▶ Recorded data:
────────────────────

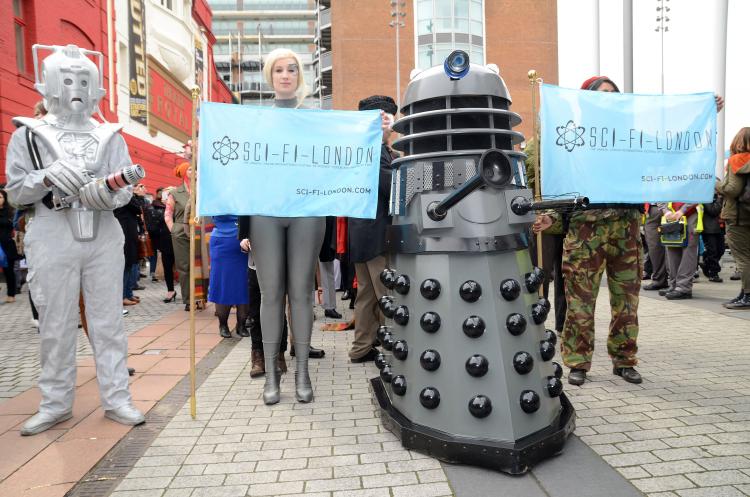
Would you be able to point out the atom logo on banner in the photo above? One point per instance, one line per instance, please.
(225, 150)
(570, 136)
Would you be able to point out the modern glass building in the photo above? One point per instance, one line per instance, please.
(442, 26)
(248, 30)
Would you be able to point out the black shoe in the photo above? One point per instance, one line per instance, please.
(241, 331)
(628, 374)
(739, 303)
(577, 376)
(369, 356)
(678, 295)
(331, 313)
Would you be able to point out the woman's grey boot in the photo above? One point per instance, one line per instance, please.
(302, 384)
(272, 387)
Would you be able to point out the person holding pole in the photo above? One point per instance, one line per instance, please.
(285, 250)
(607, 238)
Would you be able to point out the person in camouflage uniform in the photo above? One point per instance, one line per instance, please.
(605, 237)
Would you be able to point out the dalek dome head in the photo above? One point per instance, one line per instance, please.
(456, 109)
(458, 76)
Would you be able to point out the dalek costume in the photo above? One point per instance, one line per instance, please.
(74, 170)
(467, 375)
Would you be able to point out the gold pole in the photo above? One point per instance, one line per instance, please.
(193, 220)
(533, 80)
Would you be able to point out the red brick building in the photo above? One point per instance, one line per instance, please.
(88, 24)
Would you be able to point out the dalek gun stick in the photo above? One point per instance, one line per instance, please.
(522, 205)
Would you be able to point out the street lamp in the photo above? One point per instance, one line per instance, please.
(398, 22)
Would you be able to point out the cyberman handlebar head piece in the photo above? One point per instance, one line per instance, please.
(467, 375)
(71, 84)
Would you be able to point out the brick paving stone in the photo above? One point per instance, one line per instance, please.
(423, 490)
(349, 483)
(661, 483)
(289, 487)
(672, 468)
(360, 470)
(224, 491)
(712, 492)
(726, 462)
(713, 478)
(630, 459)
(19, 342)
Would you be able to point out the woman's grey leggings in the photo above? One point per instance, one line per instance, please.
(285, 250)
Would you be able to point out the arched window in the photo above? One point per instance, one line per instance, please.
(446, 25)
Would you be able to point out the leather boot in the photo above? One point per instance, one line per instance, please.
(302, 384)
(282, 363)
(258, 364)
(272, 387)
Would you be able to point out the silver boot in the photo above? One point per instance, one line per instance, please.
(302, 383)
(272, 387)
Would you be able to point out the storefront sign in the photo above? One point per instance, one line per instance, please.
(169, 103)
(137, 56)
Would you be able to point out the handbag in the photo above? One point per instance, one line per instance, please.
(673, 233)
(145, 248)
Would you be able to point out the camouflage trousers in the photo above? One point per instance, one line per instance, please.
(591, 247)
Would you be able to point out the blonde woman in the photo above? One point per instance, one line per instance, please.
(285, 250)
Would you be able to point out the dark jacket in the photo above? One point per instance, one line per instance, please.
(367, 236)
(328, 249)
(711, 214)
(130, 220)
(738, 174)
(157, 227)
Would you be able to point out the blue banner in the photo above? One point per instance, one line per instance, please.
(620, 147)
(288, 162)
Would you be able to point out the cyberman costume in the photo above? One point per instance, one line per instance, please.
(69, 167)
(467, 375)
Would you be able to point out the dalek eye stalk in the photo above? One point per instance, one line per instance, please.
(467, 374)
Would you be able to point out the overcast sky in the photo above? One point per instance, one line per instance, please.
(690, 49)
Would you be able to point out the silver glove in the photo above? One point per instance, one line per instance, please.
(66, 177)
(96, 195)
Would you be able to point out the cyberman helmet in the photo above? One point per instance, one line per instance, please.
(69, 80)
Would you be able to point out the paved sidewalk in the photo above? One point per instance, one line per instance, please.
(19, 340)
(684, 432)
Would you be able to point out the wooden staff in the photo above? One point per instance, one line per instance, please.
(193, 220)
(534, 81)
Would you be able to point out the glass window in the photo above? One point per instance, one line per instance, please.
(443, 8)
(447, 25)
(21, 34)
(424, 9)
(424, 27)
(461, 8)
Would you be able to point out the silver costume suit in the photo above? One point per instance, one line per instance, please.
(64, 260)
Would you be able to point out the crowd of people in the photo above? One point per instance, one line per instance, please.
(607, 238)
(265, 267)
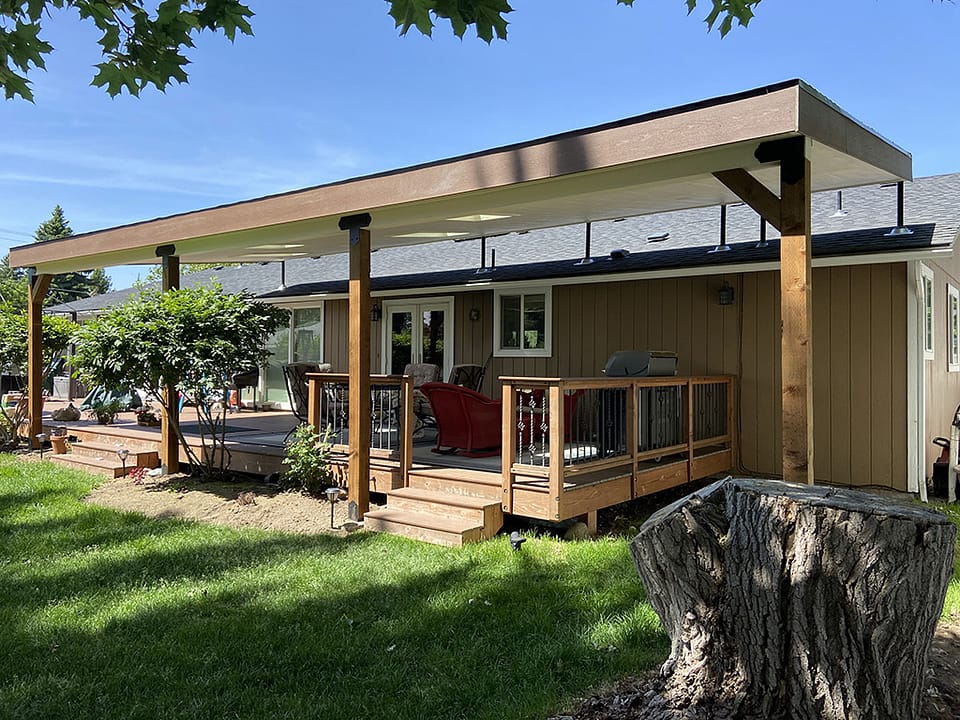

────────────────────

▶ Task objective: Copy every record exactly, leaving the pictures out.

▶ Answer to this task:
Would you be able to point out the atom logo on banner in the photo above? One point per instance, one line per instance, please.
(225, 150)
(570, 136)
Would you be able to point out the modern glass building in the photo above? One point per instance, one line per instance, please.
(442, 26)
(248, 30)
Would you be able to point out the black shoe in the photo above? One point per instance, one line per instance, please.
(241, 331)
(628, 374)
(739, 303)
(577, 376)
(369, 356)
(678, 295)
(331, 313)
Would you be able to point out the woman's grey boot in the photo above? One point per instance, one line per instance, please.
(302, 384)
(272, 387)
Would you be able to point out the person holding pole in the photo above? One point per instance, one line per instance, please.
(285, 250)
(607, 238)
Would you be able to point out the person in camouflage uniform in the photo above? One point per instance, one line per instance, please.
(605, 237)
Would you be able to point out the dalek dome head in the photo above? One point per instance, one line per instance, please.
(456, 109)
(458, 76)
Would you be able to point out the dalek costume in the photo above? One point per instance, one line per instance, please.
(74, 170)
(467, 375)
Would you be able to point out the gold pole in the photo above? One point per instance, one line per instance, please.
(193, 220)
(533, 80)
Would you be able to point out the red brick building in the photo above? One point per instance, one line per instance, please.
(88, 24)
Would you be able to point out the dalek gun stick in the photo above? One point per instance, one line per instance, please.
(522, 205)
Would you be able to point out the street lamp in the photo above? One point per instance, one line per instance, please.
(398, 22)
Would you be able to point out the cyberman handlebar head piece in the photo above? One point per instance, one line per instance, please.
(467, 375)
(71, 84)
Would you be able to point out the brick paving stone in the photo above? One point per instance, one line per instance, please.
(423, 490)
(349, 483)
(661, 483)
(289, 487)
(672, 468)
(360, 470)
(224, 491)
(712, 492)
(726, 462)
(713, 478)
(630, 459)
(19, 342)
Would you be able to point out the woman's grey leggings in the photo above? One point per instance, one line per instance, please.
(285, 250)
Would you be able to point out the arched window in the photo above? One point per instance, one line per instance, please.
(446, 25)
Would you be able to point out the leather boot in the photo above? One point per instance, one line per instance, please.
(302, 384)
(282, 363)
(258, 364)
(272, 387)
Would you be able to point out the silver boot in the photo above? One point per instance, one line per instance, please.
(302, 383)
(272, 387)
Would you be able to point out the storefront sign in the photo above? One point per instance, one line per instance, please.
(169, 103)
(137, 56)
Would you be able to point out the handbag in the photo above? One point per instance, one line per instance, please.
(673, 233)
(145, 248)
Would you be able to point out the camouflage trousers in the photo above? One point per instance, one line per instance, please.
(591, 247)
Would you be able to point out the blonde woman in the photo above? One point per instance, one line per instance, please.
(285, 250)
Would you be able to point out the dark jacket in the photo above? One point per instance, one line per instance, please.
(367, 236)
(328, 249)
(711, 214)
(130, 220)
(738, 174)
(157, 227)
Would you be able to point out the blue banner in the photo above? One point per instance, one line per instance, please.
(620, 147)
(288, 162)
Would you be able to point out the cyberman costume in the photo above? One point per instance, one line per instance, please.
(69, 167)
(467, 375)
Would you be able to point out the dalek eye stalk in the photo above? One point per instance, one line per instance, please.
(467, 374)
Would you be able to point out the overcast sky in the photo above? One point per instance, one line per instance, please.
(690, 49)
Would you be able to point out the silver glove in the photo above? One point per instance, one line per instance, please.
(66, 177)
(96, 195)
Would you be able to point out the cyberman helmet in the photo above? One point per instance, one line per instance, please.
(69, 80)
Would you be able to point out the paved sidewalk in the photo above? One point per instance, one line per instance, please.
(19, 340)
(684, 432)
Would you be able to point out the wooden staff in the photo above? One point per instance, one line per instance, please.
(193, 220)
(534, 81)
Would you be able to point out the glass window in the photo above? One point per instance, one line per instance, please.
(443, 8)
(447, 25)
(21, 34)
(424, 9)
(424, 27)
(461, 8)
Would you be able to point out the silver costume suit in the photo above? One point per instance, one line per instance, please.
(64, 260)
Would you be able to point out the crowd of people in the photo above? One point per instance, one line per instance, please.
(607, 238)
(265, 267)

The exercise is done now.